Study text ::
%%

Use your brain before you mark your skin.

As you can tell, I don’t consider tattoos a moral issue. But I do consider ’em a wisdom issue. I think we can all agree: There are a lot of really stupid tattoos out there.

In college I knew a Navy veteran who loved to tell stories about the awful things seamen used to do to one another in port. A common one was getting ’em drunk, and getting ’em tattooed. Sometimes with profoundly embarrassing stuff they’d never put on themselves sober. Stuff the most patient of spouses would struggle to tolerate.

As for Mathilda, I met her in graduate school. She was an undergrad, a new Christian, and already regretting her lower back tattoo. She got it in her pre-Christian days ’cause she wanted a tattoo she could show off. She quickly discovered they’re called “tramp stamps,” and attract creepy guys. At the time, she told me she really wanted to get it removed. Last month, she told me she never did get it removed. Too expensive, and if your skin is pale enough (and hers is) it’s gonna look like you had a tattoo removed. Fortunately the man she met and married in the interval, isn’t one of those creepy guys.

What I tend to encounter are kids who turn 18 years old and immediately gotta go get inked. It’s their way of declaring, “I’m an adult now!”

Now yeah, some of ’em have wanted a tattoo for a really long time. Put in quite a lot of thought into what they wanted. Made sure it was clever, appropriate, meaningful, thoughtful. Made sure it was spelled correctly.

More often no they didn’t. No thought whatsoever. They decided, “I want a tattoo,” went to the parlor, picked one, and went under the needle. Now they show it off to friends and say, “Isn’t it awesome?” And because I’m nice, I don’t tell them they’re idiots who are totally gonna regret that decision in 10 years.

The most common problem is bad art. Not every tattoo artist is an actual artist. They can’t draw, or can’t draw well. They can’t shade, contour, maintain a sense of three-point perspective (particularly while drawing on a curved surface like a body part), keep things proportional, nor keep things simple when necessary. Their calligraphy is awful.

Or they actually are a good artist, but the person getting the tattoo has no taste, and the artist wasn’t able to talk them out of some really poor choices. “I have this picture; can you put it on my back?” has often gotta make any decent artist cringe. But if “the customer is always right,” they gotta grit their teeth and do the job.

%%

Things to do ::
A) In the tattoo piece, find the sentence that begins "Made sure it was clever." List the four words in it that describe what careful people made sure their tattoo was.
B) Rewrite the tattoo piece starting at the words "What I tend" and ending after "in 10 years.". Replace "parlor" with "shop".
C) Write what comes next in the tattoo piece, picking up right after its last sentence.

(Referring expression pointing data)

%%

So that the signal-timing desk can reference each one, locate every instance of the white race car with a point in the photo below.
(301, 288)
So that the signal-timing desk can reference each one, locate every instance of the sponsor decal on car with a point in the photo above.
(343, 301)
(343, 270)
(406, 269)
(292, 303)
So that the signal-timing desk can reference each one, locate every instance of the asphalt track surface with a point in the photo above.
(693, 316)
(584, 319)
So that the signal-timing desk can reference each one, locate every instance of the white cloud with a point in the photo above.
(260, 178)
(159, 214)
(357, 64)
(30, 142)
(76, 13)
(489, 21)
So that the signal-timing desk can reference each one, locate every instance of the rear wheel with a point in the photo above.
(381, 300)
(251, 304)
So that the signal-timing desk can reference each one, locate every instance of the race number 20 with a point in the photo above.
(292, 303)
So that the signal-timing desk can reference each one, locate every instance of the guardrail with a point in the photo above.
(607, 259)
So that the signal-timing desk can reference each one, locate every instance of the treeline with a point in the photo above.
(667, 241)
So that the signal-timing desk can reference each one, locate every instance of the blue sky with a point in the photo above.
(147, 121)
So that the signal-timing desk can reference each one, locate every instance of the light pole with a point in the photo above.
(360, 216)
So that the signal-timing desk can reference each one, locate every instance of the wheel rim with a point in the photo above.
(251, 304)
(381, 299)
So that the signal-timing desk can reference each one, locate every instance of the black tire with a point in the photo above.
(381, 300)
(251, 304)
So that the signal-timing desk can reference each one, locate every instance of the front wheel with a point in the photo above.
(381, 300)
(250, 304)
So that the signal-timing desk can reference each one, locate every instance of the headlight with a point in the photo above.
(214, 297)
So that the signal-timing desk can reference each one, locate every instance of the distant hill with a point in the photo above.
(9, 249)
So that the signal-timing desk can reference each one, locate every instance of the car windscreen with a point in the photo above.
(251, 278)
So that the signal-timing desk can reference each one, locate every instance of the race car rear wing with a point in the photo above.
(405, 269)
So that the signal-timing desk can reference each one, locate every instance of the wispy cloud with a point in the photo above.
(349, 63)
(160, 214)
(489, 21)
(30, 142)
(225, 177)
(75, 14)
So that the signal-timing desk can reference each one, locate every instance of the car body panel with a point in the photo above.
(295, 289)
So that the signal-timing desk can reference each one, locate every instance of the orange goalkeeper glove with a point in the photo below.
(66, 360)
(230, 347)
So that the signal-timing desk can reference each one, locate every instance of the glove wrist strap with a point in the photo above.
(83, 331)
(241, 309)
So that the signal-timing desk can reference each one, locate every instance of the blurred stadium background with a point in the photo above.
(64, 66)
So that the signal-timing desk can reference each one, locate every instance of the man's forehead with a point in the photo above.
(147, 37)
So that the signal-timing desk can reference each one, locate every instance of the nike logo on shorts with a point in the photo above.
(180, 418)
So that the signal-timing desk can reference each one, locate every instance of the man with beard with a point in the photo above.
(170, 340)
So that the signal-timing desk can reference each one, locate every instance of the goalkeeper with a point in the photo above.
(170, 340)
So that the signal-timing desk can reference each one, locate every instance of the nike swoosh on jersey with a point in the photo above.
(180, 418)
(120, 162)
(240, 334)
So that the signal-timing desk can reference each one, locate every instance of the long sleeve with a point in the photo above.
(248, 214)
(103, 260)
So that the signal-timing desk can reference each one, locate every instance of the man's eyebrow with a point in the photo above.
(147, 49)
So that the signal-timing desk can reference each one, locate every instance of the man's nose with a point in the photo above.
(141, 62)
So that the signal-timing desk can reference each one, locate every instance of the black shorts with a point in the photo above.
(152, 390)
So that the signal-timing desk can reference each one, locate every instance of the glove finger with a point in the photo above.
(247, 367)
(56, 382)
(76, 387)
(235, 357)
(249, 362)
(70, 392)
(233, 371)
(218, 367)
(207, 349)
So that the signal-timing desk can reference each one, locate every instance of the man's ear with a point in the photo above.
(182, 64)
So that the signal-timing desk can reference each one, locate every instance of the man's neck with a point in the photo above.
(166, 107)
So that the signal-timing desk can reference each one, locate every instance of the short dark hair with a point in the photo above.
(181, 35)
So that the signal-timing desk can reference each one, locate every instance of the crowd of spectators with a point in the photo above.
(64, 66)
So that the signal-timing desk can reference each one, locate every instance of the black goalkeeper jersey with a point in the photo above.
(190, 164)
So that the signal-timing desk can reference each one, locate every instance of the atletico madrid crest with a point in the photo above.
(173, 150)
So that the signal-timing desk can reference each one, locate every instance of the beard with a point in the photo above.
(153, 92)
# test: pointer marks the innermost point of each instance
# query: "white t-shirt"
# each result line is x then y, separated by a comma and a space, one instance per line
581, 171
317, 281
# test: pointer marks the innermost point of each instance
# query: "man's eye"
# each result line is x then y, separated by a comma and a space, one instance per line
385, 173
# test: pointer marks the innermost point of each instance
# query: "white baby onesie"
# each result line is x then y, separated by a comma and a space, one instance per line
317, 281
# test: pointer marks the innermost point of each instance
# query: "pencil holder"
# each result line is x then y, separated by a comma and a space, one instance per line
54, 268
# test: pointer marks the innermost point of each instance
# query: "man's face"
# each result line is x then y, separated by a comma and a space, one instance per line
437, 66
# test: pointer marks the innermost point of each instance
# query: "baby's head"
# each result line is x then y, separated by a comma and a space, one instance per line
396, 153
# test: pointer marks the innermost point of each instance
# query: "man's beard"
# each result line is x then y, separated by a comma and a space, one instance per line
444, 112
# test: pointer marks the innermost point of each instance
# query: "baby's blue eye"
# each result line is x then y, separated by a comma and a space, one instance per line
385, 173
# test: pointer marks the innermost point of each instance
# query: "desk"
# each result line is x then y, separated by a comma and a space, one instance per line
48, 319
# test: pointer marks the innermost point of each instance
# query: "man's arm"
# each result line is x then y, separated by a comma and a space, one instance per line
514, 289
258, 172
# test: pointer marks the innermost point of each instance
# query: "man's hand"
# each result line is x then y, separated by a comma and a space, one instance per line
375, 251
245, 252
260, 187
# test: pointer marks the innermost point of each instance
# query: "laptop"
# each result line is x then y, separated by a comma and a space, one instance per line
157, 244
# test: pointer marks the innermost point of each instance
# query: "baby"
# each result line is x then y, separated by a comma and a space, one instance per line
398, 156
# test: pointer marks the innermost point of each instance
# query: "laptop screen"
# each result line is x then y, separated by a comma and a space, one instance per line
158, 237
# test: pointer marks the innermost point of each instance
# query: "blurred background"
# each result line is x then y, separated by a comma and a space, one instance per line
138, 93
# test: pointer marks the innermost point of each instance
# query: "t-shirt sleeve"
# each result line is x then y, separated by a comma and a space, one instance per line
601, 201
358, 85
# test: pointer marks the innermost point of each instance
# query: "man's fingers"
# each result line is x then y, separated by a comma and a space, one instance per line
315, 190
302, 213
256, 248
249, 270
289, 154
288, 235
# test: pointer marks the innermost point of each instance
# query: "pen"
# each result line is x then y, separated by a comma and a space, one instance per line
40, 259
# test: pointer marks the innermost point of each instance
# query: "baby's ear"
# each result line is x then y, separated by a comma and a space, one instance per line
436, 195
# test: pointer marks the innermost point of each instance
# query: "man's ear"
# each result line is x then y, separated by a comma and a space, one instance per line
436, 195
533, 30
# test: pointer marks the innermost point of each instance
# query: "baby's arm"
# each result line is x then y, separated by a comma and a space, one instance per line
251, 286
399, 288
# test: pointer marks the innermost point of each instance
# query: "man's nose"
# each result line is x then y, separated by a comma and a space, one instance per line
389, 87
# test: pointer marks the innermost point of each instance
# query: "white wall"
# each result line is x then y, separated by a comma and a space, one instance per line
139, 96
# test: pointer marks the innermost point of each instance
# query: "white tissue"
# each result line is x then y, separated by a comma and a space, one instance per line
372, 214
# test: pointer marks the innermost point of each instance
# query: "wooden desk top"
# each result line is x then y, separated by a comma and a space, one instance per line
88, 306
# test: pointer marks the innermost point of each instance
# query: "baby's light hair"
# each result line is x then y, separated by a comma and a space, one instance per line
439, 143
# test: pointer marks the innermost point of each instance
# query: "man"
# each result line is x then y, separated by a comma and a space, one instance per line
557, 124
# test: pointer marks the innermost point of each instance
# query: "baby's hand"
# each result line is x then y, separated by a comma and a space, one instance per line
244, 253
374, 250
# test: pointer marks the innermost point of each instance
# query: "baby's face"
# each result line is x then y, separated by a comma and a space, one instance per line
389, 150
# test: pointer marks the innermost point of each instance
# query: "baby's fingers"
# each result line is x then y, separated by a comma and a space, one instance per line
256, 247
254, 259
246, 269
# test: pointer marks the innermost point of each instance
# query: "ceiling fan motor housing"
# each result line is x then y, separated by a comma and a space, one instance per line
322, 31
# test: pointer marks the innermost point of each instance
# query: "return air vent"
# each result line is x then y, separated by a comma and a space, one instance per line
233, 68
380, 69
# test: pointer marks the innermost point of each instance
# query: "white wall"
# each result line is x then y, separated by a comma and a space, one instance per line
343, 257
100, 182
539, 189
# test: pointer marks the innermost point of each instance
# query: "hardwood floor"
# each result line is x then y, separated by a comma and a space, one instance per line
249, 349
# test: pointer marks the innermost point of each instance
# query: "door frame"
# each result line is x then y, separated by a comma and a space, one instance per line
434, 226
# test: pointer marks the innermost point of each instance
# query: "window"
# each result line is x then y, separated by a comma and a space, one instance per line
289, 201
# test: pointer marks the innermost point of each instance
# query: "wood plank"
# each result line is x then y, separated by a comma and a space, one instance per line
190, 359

%%

Solved problems ::
A) clever, appropriate, meaningful, thoughtful

B)
What I tend to encounter are kids who turn 18 years old and immediately gotta go get inked. It’s their way of declaring, “I’m an adult now!”

Now yeah, some of ’em have wanted a tattoo for a really long time. Put in quite a lot of thought into what they wanted. Made sure it was clever, appropriate, meaningful, thoughtful. Made sure it was spelled correctly.

More often no they didn’t. No thought whatsoever. They decided, “I want a tattoo,” went to the shop, picked one, and went under the needle. Now they show it off to friends and say, “Isn’t it awesome?” And because I’m nice, I don’t tell them they’re idiots who are totally gonna regret that decision in 10 years.

C)
A problem I see less often, thankfully, is bad spelling. You know those people who always text “your” when they mean “you’re”? Somehow they always find the one tattoo artist who doesn’t know the difference either. Or otherwise never puts the apostrophe in the correct place, or has to add it after the fact. I guarantee you the fools who never think these things matter, will once it’s permanently etched on ’em.

At least with foreign languages these mistakes are less noticeable. That is, till you encounter someone who knows that language. People will have some Arabic or Hebrew or Chinese on ’em, and figure it looks fantastic, but they seldom get those words carefully proofread. I once met a lifeguard who had o dósis Théu/“God’s act of giving” tattooed on him in Greek. He thought it meant “God’s gift,” as in “the gift of God is eternal life,” Ro 6.23 and I had to break the news to him: He meant ton hárisma Théu. Should’ve gone to a Greek professor instead of a first-year Greek student.

Well, if you’re gonna get marked with something, scripture is one of the better choices. Assuming it’s in context. And spelled properly. And not in all-caps blackletter.

I’m not saying every tattoo will grow to become a regret. Some never will. The rule of thumb I recommend to people is, “Will this look stupid on me when I’m 70?” When you pick your tattoo, imagine Grandma or Grandpa with a similar tattoo. Bear that in mind. ’Cause barring laser removal, it’s going on your coroner’s report.